**Entries supplied**
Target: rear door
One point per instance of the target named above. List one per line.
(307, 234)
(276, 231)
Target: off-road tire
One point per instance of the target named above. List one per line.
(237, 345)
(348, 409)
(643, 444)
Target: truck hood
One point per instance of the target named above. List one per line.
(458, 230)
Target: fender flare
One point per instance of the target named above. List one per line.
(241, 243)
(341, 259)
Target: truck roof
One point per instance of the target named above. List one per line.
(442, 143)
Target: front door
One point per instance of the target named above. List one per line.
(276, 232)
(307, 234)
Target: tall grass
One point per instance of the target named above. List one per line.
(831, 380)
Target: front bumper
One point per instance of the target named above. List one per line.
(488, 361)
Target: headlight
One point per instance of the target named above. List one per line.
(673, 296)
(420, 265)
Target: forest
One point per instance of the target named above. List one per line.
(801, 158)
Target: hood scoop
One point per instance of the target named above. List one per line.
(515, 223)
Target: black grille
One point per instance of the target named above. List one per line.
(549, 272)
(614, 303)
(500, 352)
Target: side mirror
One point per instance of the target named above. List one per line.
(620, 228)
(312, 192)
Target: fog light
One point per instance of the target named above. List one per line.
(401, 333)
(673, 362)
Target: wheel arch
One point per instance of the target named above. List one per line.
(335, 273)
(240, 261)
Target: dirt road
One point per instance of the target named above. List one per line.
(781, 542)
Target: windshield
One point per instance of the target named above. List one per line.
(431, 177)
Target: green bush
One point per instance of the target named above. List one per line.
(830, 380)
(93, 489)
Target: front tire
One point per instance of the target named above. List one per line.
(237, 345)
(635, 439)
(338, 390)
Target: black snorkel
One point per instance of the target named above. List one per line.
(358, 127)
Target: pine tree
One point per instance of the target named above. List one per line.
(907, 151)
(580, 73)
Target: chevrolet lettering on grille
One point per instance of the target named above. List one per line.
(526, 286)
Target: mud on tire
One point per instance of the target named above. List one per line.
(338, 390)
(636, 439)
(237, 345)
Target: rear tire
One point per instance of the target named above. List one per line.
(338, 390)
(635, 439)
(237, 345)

**Short problem**
Using the entries above, please restate each one word for word.

**Final result**
Target: rear door
One point per instance of the target named above. List one per line.
(307, 234)
(276, 231)
Target: off-road tire
One point per instance of the target named above. List one per line.
(237, 345)
(348, 409)
(643, 444)
Target: truck hood
One point per instance of the target named above. List one per line.
(458, 230)
Target: fender flare
One point per instance of the target named above. List one per line.
(241, 243)
(341, 259)
Target: truck roof
One point per instance of the target named above. List one per line.
(442, 143)
Target: front door
One point per instance of the target named above. List one per line.
(276, 232)
(307, 234)
Target: tall grass
One point per instance of the target named above. List one per line.
(831, 380)
Target: front bumper
One point per instance of the target named above. List one per line.
(488, 361)
Target: headlight
One point per instance of the target named above. List one per line.
(673, 296)
(420, 265)
Target: forest
One point per instance of the target named above. List one per line.
(801, 158)
Target: hood scoop
One point per instance of the target named above. List one per line.
(515, 223)
Target: black grille
One point per instance of the target named above. List one per line.
(549, 272)
(614, 303)
(500, 352)
Target: side mirror
One point per instance of the target named above. List one per line.
(620, 228)
(312, 192)
Target: fog light
One point per instance of the target named above. List one per line.
(401, 333)
(673, 362)
Target: wheel arch
One point per instance of the target named above. List one per line.
(335, 273)
(240, 261)
Target: dirt road
One point per instance of the target named above. List one per line.
(781, 542)
Target: windshield
One point per instance of the target named above. List one per line.
(431, 177)
Target: green bush
One point per instance of the target named above. List one per line.
(830, 380)
(93, 489)
Target: front tire
One point per instance of the target named above. List one per line.
(237, 345)
(635, 439)
(338, 390)
Target: black snorkel
One point per instance of the target named above. List one per line.
(358, 127)
Target: pine tree
One point per instance of the target named above. List one per line.
(907, 151)
(580, 73)
Target: chevrolet lettering on grille
One point per instance of the target named above. List one per line.
(526, 286)
Target: mud on tire
One point per instance of the target named above. List one per line.
(338, 390)
(636, 439)
(237, 345)
Target: rear tire
One point per instance of the target named above. List one per line.
(338, 390)
(635, 439)
(237, 345)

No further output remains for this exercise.